Em relação à vacinação de crianças e jovens, a DGS evidenciou bom-senso na sua decisão. Apesar disso, talvez seja ingénuo acreditar que a racionalidade ganhará a linha da frente. Em bom rigor, aquilo a que o país assiste neste tema (como noutros anteriores) é a um braço-de-ferro constante entre diferentes medos. De um lado, o medo de adultos que, para a sua própria segurança, apelam à vacinação de crianças contra a Covid-19. De outro lado, o medo sustentado por especialistas de que a vacinação de crianças possa gerar riscos de saúde superiores à própria Covid-19. Se isto fosse um debate científico, mediam-se os benefícios e os riscos de acordo com variáveis predefinidas e assumia-se uma decisão (foi a opção da DGS). Mas, na medida em que estamos no terreno da política, o peso dos respectivos medos flutuará conforme a pressão dos grupos de interesse, desafiando ou apoiando a posição da DGS nas próximas semanas. Vimo-lo com a espontânea cacofonia de orientações políticas destes últimos dias — desde o Presidente da República à Região Autónoma da Madeira. Vê-lo-emos com maior vigor com o aproximar do arranque das aulas, com possível revisão da decisão da DGS.

A pandemia tem-no demonstrado repetidamente: o medo é o ingrediente secreto da decisão política. Por um lado, quando imposto sobre a população, serve para empurrar a implementação de medidas controversas, enquanto argumento justificativo — recorde-se, o medo legitimou não raramente medidas impróprias de regimes liberais e que extravasaram os limites constitucionais. Por outro lado, quando bate no coração dos governantes, o medo congela a tomada de decisão e faz perdurar os impasses. Nesse aspecto, são vários os exemplos de ministros que sobrevivem nas respectivas pastas adiando decisões complexas até que a realidade imponha por si mesma um caminho. Tal como são também inúmeros aqueles que, perante medidas em que até acreditam, travam ímpetos reformistas por receios de contestação e bloqueios nos respectivos sectores.

::::::::

• **Exercícios**
A) Segundo o texto sobre o medo na decisão política, por que razão o peso dos medos vai flutuar nas próximas semanas? Responda em uma a três frases.
B) Prolongue o texto sobre o medo na decisão política a partir do ponto em que termina.
Os registos não têm relação com o texto.

• **Material fornecido**

::::::::

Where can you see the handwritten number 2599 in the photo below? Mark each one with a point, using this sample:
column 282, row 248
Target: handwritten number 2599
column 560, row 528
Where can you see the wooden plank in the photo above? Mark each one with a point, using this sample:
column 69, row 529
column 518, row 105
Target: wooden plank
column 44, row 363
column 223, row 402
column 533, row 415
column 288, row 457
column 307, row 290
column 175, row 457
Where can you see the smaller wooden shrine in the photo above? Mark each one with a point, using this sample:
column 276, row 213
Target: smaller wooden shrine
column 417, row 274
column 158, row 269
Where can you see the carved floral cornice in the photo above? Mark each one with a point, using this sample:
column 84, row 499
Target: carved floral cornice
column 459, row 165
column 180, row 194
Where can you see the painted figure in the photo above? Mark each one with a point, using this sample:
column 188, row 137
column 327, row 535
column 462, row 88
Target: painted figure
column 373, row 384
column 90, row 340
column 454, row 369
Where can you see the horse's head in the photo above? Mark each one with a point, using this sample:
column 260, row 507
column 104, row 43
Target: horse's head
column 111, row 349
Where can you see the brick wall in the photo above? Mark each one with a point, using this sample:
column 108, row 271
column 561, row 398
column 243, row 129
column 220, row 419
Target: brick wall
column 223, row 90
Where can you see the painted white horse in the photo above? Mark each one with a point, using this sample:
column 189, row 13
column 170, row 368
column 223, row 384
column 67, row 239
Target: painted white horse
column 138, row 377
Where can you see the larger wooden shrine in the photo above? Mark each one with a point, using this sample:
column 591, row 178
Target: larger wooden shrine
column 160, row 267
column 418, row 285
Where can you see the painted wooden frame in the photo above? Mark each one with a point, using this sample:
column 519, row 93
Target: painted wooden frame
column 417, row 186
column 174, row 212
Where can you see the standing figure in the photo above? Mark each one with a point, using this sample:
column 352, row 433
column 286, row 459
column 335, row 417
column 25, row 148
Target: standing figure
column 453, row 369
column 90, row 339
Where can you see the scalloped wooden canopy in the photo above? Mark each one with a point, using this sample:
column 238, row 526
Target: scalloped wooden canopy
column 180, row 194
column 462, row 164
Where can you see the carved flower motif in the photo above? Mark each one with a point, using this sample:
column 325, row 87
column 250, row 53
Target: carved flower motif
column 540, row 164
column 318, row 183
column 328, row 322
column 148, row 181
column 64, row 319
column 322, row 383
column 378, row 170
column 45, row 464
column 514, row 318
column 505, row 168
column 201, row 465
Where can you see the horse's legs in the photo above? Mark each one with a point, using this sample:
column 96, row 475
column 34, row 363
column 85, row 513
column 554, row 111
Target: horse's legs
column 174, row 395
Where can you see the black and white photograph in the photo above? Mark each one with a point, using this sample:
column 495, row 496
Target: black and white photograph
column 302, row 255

::::::::

• **Respostas**
A) O tema está no terreno da política e não num debate científico. Por isso, o peso dos medos flutuará conforme a pressão dos grupos de interesse, que poderão desafiar ou apoiar a posição da DGS.

B)
Se funciona como ingrediente secreto, o medo assume uma enorme preponderância na equação da decisão política. Percebê-lo é fundamental para manipular e influenciar decisões. Um caso óbvio de quem o percebeu é Mário Nogueira, líder sindical da Fenprof — justiça lhe seja feita, ninguém exerce melhor este tipo de pressão do que ele. Recorde-se, por exemplo, quando em Julho de 2020 se discutia a reabertura das escolas (que fecharam integralmente entre Março e Setembro). Disse então o líder sindical da Fenprof: caso se verifiquem situações de doença, contágio e morte por Covid-19 nas escolas, a estrutura sindical acusaria o Ministério da Educação e a DGS de “responsabilidade moral e eventualmente material”. Traduzindo: se morresse um professor por Covid-19, a Fenprof responsabilizaria directamente o ministro da Educação por essa morte. A indignidade da ameaça dispensa comentários. Mas que isso não sirva para menosprezar um político hábil e experiente como Mário Nogueira, que soube instrumentalizar o medo em seu benefício. E, no final, saiu a ganhar: os professores integraram a lista de prioritários na vacinação, por critérios que foram corporativos e políticos, em vez de científicos ou de saúde pública.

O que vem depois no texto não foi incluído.